* LISTED RECORDS *
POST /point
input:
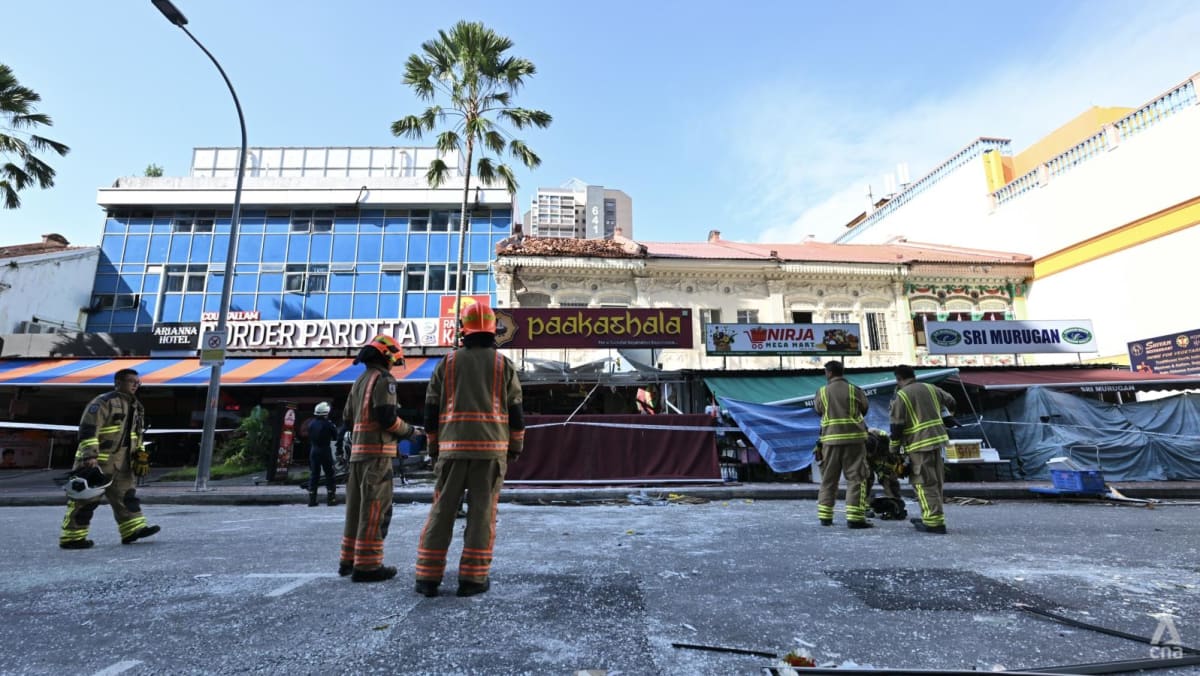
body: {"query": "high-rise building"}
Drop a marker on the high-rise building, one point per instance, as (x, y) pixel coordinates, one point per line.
(581, 211)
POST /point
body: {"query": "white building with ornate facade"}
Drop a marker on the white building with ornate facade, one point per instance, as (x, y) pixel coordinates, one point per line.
(889, 289)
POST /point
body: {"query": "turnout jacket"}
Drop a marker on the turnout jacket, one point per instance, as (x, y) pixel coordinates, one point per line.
(370, 413)
(841, 407)
(111, 430)
(916, 417)
(473, 406)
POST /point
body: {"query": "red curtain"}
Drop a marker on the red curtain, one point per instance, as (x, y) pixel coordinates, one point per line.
(617, 449)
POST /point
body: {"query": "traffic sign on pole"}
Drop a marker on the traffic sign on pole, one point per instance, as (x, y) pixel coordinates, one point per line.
(213, 347)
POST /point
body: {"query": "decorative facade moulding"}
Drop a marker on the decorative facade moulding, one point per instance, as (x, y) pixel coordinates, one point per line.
(557, 263)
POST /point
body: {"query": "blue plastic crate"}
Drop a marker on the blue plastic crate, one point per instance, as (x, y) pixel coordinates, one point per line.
(1083, 480)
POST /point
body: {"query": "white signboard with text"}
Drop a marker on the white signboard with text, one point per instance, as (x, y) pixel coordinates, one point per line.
(1019, 336)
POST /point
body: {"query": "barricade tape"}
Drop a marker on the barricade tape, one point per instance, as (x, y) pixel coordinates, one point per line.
(628, 426)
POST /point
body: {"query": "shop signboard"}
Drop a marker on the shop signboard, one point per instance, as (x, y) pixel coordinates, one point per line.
(307, 334)
(558, 328)
(177, 336)
(1173, 353)
(783, 340)
(1015, 336)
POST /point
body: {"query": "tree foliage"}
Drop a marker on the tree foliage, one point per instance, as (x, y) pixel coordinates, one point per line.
(19, 165)
(469, 69)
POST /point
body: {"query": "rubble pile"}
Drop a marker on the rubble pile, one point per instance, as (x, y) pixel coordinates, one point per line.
(568, 246)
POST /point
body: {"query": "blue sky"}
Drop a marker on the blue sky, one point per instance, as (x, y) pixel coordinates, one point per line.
(763, 120)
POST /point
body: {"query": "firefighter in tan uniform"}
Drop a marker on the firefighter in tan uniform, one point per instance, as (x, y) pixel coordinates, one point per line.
(843, 447)
(370, 413)
(475, 428)
(916, 418)
(111, 442)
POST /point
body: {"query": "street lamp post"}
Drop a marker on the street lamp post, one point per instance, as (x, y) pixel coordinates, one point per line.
(210, 406)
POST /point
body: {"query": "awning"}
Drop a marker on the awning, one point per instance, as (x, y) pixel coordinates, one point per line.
(189, 372)
(799, 389)
(1085, 380)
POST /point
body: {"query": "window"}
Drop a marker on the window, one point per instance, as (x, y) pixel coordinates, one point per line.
(309, 221)
(192, 221)
(304, 279)
(922, 312)
(415, 277)
(876, 330)
(802, 317)
(419, 220)
(186, 277)
(958, 311)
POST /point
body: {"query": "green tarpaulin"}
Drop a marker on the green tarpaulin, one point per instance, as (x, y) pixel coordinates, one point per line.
(799, 389)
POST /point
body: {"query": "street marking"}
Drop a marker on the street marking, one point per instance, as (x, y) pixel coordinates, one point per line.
(300, 579)
(120, 666)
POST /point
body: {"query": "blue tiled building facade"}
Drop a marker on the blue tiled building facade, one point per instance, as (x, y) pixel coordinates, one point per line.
(162, 263)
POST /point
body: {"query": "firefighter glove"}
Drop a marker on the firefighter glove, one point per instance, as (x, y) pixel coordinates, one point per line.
(141, 462)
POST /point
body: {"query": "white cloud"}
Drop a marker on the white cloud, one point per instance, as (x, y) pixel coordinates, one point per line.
(807, 156)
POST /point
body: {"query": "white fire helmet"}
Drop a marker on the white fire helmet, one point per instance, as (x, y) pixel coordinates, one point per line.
(87, 484)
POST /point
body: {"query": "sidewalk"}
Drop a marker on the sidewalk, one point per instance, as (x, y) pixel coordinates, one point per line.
(29, 488)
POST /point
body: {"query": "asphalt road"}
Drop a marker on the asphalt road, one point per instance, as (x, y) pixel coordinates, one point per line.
(253, 590)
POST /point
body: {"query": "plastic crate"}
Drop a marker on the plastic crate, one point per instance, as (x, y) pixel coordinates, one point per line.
(1083, 482)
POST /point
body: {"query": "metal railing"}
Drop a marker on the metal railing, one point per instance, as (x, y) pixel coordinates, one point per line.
(1133, 124)
(975, 149)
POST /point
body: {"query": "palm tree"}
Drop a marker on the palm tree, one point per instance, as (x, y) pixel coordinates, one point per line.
(469, 67)
(17, 119)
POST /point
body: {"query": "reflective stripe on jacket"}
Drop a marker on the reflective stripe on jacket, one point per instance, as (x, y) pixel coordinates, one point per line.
(375, 387)
(917, 408)
(102, 430)
(473, 389)
(841, 407)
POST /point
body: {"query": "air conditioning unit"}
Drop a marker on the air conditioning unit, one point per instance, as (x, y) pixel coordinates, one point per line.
(36, 328)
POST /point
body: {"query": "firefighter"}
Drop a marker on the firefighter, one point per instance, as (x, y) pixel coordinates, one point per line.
(322, 437)
(376, 429)
(843, 443)
(475, 429)
(917, 428)
(111, 441)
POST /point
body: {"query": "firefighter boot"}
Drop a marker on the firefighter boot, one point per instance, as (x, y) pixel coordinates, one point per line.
(377, 575)
(143, 532)
(467, 588)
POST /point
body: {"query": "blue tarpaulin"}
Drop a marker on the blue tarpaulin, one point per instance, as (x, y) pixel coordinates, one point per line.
(1129, 442)
(783, 435)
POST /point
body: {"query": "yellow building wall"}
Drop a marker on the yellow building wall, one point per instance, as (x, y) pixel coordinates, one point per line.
(1068, 135)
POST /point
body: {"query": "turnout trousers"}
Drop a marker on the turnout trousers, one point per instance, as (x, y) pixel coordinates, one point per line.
(367, 513)
(927, 479)
(121, 495)
(851, 461)
(481, 478)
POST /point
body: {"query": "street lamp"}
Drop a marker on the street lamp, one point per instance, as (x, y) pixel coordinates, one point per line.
(210, 406)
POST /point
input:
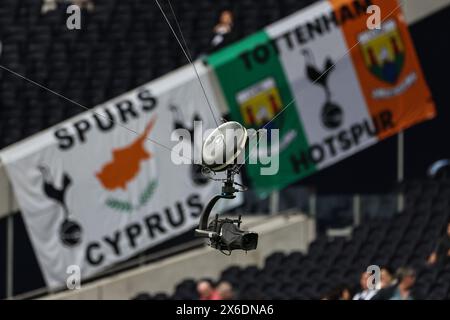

* REQUIRED WORK *
Output the stretch from the start of the records through the line that contains "(1015, 336)", inclusive, as a Markdown table with the columns Number and Text. Leave out blank lines and pictures.

* RESPONSE TO THIS TASK *
| Number | Text |
|---|---|
| 1 | POST /point |
| 2 | input: |
| 3 | body: {"query": "high-rise building"} |
| 4 | Drop a marker on the high-rise building, one point per instance, as (x, y) pixel coordinates, one point per line. |
| 5 | (581, 211) |
| 6 | POST /point |
| 7 | body: {"query": "white building with ornate facade"} |
| 8 | Drop a marker on the white building with ornate facade, one point per instance, as (x, y) pixel coordinates, one point per line. |
| 9 | (889, 289) |
| 10 | POST /point |
| 11 | body: {"query": "turnout jacket"} |
| 12 | Drop a marker on the turnout jacket, one point per instance, as (x, y) pixel coordinates, one point per line. |
| 13 | (370, 413) |
| 14 | (841, 407) |
| 15 | (111, 430) |
| 16 | (916, 417) |
| 17 | (473, 406) |
| 18 | POST /point |
| 19 | body: {"query": "red curtain"} |
| 20 | Drop a marker on the red curtain, one point per instance, as (x, y) pixel coordinates, one point per line. |
| 21 | (617, 449) |
| 22 | POST /point |
| 23 | body: {"query": "traffic sign on pole"} |
| 24 | Drop a marker on the traffic sign on pole, one point per instance, as (x, y) pixel coordinates, one point per line. |
| 25 | (213, 347) |
| 26 | POST /point |
| 27 | body: {"query": "decorative facade moulding"} |
| 28 | Drop a marker on the decorative facade moulding, one point per instance, as (x, y) pixel coordinates, one point per line. |
| 29 | (557, 263) |
| 30 | POST /point |
| 31 | body: {"query": "blue plastic crate"} |
| 32 | Drop a marker on the blue plastic crate, one point per instance, as (x, y) pixel coordinates, one point per line. |
| 33 | (1083, 480) |
| 34 | POST /point |
| 35 | body: {"query": "white signboard with text"} |
| 36 | Drop a marker on the white signboard with text, one point per instance, as (x, y) pixel coordinates, one point per line. |
| 37 | (1019, 336) |
| 38 | POST /point |
| 39 | body: {"query": "barricade tape"} |
| 40 | Drop a marker on the barricade tape, one point per instance, as (x, y) pixel coordinates, one point per line. |
| 41 | (628, 426) |
| 42 | POST /point |
| 43 | body: {"query": "shop signboard"} |
| 44 | Drop a marker on the shop signboard, one point per instance, as (x, y) pixel coordinates, one point per line. |
| 45 | (307, 334) |
| 46 | (558, 328) |
| 47 | (177, 336) |
| 48 | (1173, 353) |
| 49 | (783, 340) |
| 50 | (1015, 336) |